● **THE EXERCISE**: Lay out the lines below, from the one holding "the green foliage." through the one holding "top-left (571, 302), bottom-right (685, 560)" (both included), as a JSON list of strings with one string per line. Leave out blank lines.

### THE DATA

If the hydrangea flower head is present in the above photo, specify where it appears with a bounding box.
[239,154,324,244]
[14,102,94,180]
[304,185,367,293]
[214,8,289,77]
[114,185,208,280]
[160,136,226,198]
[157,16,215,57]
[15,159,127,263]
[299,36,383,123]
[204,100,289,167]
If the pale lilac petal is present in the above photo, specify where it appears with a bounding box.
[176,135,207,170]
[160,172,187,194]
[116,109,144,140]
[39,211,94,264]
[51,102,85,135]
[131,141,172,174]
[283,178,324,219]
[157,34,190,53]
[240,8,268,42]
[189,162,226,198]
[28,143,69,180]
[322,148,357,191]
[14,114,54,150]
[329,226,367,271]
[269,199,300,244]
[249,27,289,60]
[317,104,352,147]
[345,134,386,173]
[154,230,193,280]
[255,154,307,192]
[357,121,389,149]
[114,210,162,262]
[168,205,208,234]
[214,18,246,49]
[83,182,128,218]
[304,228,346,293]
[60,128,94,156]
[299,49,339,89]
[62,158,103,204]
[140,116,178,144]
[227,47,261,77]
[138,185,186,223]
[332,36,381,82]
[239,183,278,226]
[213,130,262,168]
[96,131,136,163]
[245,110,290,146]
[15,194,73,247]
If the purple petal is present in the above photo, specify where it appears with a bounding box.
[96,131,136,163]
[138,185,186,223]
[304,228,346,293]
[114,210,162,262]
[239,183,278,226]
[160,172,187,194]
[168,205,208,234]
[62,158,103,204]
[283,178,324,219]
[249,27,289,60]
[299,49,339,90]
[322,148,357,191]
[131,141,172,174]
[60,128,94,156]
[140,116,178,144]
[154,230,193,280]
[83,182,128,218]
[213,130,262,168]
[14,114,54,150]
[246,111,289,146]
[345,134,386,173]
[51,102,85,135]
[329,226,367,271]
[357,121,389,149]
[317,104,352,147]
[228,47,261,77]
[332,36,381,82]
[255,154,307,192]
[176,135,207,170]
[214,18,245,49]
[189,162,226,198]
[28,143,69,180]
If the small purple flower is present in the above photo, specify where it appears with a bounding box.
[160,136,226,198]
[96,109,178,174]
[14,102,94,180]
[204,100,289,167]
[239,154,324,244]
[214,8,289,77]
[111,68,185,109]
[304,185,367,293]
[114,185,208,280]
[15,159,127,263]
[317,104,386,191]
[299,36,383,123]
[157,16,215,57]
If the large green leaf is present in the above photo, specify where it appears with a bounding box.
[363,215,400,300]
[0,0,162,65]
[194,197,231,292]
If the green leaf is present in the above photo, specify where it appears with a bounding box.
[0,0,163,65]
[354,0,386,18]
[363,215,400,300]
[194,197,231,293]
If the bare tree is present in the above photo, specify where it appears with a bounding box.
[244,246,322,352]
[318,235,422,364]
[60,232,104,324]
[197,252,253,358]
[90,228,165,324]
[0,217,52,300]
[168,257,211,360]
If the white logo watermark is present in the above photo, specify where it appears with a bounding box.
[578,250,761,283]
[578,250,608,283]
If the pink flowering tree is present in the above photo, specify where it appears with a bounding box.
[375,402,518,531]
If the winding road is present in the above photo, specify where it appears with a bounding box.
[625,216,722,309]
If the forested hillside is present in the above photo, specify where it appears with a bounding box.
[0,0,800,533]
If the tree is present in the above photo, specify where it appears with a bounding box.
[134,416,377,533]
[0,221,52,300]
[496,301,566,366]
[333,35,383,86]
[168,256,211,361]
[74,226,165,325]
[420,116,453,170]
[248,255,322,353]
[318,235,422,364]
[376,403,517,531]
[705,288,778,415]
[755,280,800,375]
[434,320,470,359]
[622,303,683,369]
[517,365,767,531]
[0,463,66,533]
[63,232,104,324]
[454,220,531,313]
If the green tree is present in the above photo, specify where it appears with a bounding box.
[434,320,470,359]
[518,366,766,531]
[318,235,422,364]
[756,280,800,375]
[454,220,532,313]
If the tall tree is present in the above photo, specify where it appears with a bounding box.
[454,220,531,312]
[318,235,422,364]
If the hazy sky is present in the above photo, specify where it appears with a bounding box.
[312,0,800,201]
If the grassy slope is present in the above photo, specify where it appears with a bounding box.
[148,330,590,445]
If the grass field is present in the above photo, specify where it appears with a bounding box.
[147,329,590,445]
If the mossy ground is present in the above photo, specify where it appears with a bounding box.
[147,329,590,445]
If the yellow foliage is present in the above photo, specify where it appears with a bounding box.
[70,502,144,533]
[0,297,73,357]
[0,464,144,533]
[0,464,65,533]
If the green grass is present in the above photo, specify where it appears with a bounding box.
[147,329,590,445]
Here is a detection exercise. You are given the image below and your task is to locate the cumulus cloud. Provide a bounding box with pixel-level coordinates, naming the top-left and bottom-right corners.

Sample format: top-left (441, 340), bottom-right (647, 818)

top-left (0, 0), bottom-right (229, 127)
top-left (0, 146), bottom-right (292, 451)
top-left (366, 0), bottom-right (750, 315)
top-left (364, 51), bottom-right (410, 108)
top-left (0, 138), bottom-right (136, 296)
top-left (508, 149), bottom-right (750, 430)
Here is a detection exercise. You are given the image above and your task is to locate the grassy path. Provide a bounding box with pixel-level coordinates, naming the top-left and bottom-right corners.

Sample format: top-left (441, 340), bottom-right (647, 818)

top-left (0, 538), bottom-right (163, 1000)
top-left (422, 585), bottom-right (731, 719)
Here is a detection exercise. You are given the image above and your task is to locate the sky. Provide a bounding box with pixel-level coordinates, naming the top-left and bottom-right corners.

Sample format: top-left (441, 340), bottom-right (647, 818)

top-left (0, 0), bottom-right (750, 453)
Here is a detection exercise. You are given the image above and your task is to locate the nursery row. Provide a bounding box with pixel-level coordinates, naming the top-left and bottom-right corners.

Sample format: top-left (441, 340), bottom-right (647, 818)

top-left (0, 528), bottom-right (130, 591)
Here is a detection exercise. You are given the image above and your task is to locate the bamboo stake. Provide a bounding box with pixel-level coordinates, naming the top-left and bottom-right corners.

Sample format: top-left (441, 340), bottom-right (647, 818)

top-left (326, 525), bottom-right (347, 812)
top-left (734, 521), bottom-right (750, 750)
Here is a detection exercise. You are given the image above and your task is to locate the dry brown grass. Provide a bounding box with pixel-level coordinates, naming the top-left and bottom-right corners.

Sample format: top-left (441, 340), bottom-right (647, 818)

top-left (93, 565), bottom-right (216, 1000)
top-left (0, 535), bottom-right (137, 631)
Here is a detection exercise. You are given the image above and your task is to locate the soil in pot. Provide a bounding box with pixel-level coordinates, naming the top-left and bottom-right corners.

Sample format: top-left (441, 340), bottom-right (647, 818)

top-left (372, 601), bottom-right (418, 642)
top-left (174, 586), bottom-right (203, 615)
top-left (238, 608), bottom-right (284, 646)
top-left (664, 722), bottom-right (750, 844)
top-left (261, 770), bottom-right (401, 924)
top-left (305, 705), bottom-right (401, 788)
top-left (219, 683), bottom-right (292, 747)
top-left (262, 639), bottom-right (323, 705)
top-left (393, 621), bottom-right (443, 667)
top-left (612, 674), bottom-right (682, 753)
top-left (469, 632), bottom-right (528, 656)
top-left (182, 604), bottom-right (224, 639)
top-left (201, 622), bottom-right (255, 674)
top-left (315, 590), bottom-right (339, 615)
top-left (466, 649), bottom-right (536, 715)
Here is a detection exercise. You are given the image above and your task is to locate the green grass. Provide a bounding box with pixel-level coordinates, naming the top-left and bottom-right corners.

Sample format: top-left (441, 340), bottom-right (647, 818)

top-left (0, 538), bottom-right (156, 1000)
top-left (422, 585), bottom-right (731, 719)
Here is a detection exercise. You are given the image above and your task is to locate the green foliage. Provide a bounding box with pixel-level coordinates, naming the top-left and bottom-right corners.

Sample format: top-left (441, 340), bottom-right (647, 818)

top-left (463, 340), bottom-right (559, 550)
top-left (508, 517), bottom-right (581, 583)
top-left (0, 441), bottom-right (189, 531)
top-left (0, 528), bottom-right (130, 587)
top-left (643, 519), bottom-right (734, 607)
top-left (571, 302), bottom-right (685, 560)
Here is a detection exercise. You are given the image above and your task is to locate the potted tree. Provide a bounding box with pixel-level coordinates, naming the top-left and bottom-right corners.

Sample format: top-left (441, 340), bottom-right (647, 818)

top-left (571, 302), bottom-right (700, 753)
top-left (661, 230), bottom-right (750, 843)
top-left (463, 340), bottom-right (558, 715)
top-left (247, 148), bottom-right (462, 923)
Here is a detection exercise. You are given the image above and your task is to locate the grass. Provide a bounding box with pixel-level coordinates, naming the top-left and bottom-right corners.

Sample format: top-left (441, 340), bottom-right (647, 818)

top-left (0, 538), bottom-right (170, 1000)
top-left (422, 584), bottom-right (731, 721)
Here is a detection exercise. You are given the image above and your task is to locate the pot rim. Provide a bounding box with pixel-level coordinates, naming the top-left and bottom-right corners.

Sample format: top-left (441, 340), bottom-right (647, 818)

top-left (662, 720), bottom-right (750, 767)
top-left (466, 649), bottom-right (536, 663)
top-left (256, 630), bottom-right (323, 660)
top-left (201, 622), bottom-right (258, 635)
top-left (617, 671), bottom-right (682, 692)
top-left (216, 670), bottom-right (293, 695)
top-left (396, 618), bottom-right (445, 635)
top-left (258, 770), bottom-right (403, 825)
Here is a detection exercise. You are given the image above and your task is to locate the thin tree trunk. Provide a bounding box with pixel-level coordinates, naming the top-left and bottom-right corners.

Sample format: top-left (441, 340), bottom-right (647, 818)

######

● **WORKED ANSWER**:
[
  "Here is a detection exercise. You are given the image above and your task is to locate the green foliage. Provide a bounding box with pixel-level coordinates, naming the top-left and bottom-right corners.",
  "Sample format: top-left (441, 340), bottom-right (647, 818)",
  "top-left (463, 340), bottom-right (559, 550)",
  "top-left (508, 517), bottom-right (581, 583)",
  "top-left (0, 441), bottom-right (189, 531)",
  "top-left (0, 528), bottom-right (130, 587)",
  "top-left (643, 519), bottom-right (734, 607)",
  "top-left (571, 302), bottom-right (685, 560)"
]